YOUR ASSIGNMENT >>
Among the entries that follow, the required portion opens with the line containing "TARGET: brown horse head" and closes with the line containing "TARGET: horse ear". Give that portion again exactly, and nothing else.

[Data excerpts]
————

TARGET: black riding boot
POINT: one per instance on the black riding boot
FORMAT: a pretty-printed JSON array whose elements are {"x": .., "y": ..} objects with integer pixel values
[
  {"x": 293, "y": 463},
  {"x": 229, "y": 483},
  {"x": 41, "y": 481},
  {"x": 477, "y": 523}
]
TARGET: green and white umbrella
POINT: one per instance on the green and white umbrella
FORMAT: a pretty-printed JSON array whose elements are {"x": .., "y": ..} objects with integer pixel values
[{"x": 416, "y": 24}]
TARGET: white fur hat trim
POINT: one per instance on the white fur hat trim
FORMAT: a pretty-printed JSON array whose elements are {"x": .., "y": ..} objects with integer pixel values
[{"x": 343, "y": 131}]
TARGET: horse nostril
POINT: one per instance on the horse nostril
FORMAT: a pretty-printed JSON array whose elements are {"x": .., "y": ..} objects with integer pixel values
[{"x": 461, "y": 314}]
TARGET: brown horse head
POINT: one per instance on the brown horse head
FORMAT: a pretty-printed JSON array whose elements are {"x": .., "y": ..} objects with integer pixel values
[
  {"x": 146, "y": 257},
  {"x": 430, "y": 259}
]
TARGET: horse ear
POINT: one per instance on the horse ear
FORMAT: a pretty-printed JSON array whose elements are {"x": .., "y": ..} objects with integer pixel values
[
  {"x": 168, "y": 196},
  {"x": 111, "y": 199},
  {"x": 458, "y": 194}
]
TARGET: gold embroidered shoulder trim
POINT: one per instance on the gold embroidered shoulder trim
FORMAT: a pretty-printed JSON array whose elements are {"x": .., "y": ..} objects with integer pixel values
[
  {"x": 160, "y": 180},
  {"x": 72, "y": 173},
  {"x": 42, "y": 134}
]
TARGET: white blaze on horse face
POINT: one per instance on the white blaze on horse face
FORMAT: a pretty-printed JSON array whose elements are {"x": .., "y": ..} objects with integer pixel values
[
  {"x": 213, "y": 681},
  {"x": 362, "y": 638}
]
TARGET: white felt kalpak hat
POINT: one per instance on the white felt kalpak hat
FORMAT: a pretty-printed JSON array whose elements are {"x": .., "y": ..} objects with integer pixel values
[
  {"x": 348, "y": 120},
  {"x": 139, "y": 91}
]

————

RESULT OF THE EXERCISE >>
TARGET: brown horse head
POINT: one per instance on the brown horse head
FORMAT: a pretty-printed JSON array whose elements are {"x": .., "y": ..} objects with integer pixel values
[
  {"x": 146, "y": 257},
  {"x": 430, "y": 259}
]
TARGET: horse ear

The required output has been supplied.